**Exercise material:**
[Start of Attachment]

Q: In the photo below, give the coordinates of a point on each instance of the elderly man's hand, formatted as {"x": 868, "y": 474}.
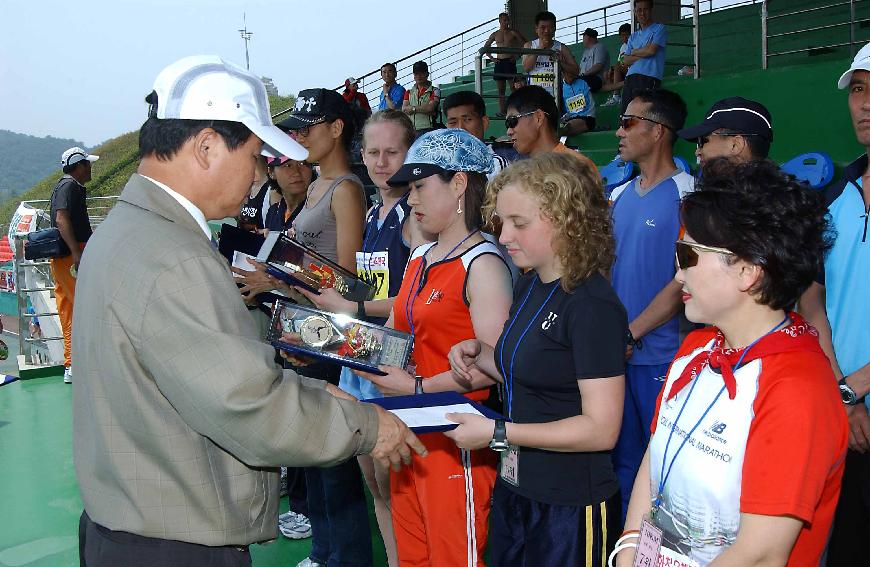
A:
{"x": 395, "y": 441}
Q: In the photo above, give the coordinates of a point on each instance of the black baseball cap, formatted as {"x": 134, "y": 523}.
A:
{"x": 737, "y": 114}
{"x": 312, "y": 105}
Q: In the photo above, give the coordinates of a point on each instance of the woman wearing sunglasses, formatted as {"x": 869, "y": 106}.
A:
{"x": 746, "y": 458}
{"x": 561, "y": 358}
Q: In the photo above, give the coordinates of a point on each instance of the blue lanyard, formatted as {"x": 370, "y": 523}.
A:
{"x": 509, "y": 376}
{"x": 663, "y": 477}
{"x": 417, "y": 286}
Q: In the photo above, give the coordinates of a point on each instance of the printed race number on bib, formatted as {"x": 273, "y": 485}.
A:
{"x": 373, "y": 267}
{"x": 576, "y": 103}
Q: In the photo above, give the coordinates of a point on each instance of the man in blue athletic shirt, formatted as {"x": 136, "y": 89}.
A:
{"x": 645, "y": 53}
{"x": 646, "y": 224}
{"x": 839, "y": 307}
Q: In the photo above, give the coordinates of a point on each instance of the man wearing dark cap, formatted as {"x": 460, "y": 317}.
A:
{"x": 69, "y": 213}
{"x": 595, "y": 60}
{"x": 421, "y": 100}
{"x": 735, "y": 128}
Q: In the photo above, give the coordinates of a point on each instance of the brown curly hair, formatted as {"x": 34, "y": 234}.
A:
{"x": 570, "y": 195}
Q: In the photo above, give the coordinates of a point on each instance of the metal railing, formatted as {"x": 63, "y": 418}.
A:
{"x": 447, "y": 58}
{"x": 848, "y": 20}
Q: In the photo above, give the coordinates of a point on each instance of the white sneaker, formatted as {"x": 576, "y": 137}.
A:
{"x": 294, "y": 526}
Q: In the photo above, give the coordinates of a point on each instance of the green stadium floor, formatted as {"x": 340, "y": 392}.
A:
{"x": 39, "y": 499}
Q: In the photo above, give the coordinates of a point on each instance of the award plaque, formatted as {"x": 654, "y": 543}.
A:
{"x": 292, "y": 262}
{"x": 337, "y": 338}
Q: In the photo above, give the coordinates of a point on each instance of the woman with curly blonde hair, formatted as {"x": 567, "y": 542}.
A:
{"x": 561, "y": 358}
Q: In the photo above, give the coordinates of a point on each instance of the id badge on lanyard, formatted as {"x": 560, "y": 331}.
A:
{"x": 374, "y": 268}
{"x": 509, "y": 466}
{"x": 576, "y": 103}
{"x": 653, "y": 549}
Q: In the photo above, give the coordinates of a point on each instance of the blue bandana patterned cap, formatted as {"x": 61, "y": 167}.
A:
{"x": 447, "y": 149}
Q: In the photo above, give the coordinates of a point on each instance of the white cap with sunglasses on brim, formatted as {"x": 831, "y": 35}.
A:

[End of Attachment]

**Task:** The entries above are to be retyped exactly, with each picture left out.

**Response box:**
Q: In the photo below, give the coordinates of a point on each instance of the elderly man's hand, formatted as {"x": 868, "y": 474}.
A:
{"x": 395, "y": 441}
Q: In the photo above, give the coordinates of a point on each instance of the black baseball cap, formatted as {"x": 134, "y": 523}.
A:
{"x": 737, "y": 114}
{"x": 312, "y": 105}
Q: In the photo above, give the coordinates of a point on each instance of the woman wearing sunglasses, formatted as {"x": 869, "y": 106}.
A:
{"x": 746, "y": 458}
{"x": 561, "y": 358}
Q: In the photo above, give the coordinates of a point on each instance of the blue lanyard, formatted as {"x": 370, "y": 523}.
A:
{"x": 509, "y": 376}
{"x": 663, "y": 477}
{"x": 417, "y": 286}
Q: In the photo above, give the coordinates of a point on each instance of the printed race number on bib, formatted as {"x": 273, "y": 485}.
A:
{"x": 373, "y": 267}
{"x": 576, "y": 103}
Q: In the photo above, give the coordinates of a point on each instance of the man in blue athletic shirt, formatted as {"x": 136, "y": 89}.
A:
{"x": 645, "y": 53}
{"x": 646, "y": 224}
{"x": 839, "y": 307}
Q: In the photo above, give the coordinates of a point on each instance of the man wearing dark cap, formatted as {"x": 460, "y": 317}.
A:
{"x": 69, "y": 213}
{"x": 595, "y": 60}
{"x": 421, "y": 100}
{"x": 735, "y": 128}
Q: In the photo above, give the coordinates of a point on each instance of the brown curly hair, formatted as {"x": 34, "y": 234}.
A:
{"x": 570, "y": 195}
Q: In the photo above, give the coordinates of a point on each instance of the metal railing, formatted as {"x": 63, "y": 418}.
A:
{"x": 447, "y": 58}
{"x": 848, "y": 20}
Q: In the photo above, give the coordinates of a point on each instance of the white sneaker, formatted as {"x": 576, "y": 137}.
A:
{"x": 294, "y": 526}
Q: In the photo above, give the coordinates of a point on each instance of the green stadium floor, formatted as {"x": 340, "y": 392}.
A:
{"x": 39, "y": 499}
Q: In the photo above, give the coordinates of a point on each instance of the award plaque, formatted as {"x": 654, "y": 543}.
A:
{"x": 292, "y": 262}
{"x": 337, "y": 338}
Q: In the photo above, give the coordinates of a point on each instance of the woman with curly blonde hair, formatted as {"x": 567, "y": 542}.
A:
{"x": 561, "y": 358}
Q: In the photo above, give the coordinates of a point on each instance of the id badge on lanyard, formatted as {"x": 560, "y": 331}.
A:
{"x": 374, "y": 268}
{"x": 509, "y": 466}
{"x": 576, "y": 103}
{"x": 653, "y": 549}
Q: In the photo above, give the coordinates of a point on each instance of the blue bandana patterned cap, formatted as {"x": 61, "y": 167}.
A:
{"x": 447, "y": 149}
Q: In the photo above, give the coordinates of a point on each instance of the white cap with sunglasses on brim, formatted as {"x": 831, "y": 35}.
A:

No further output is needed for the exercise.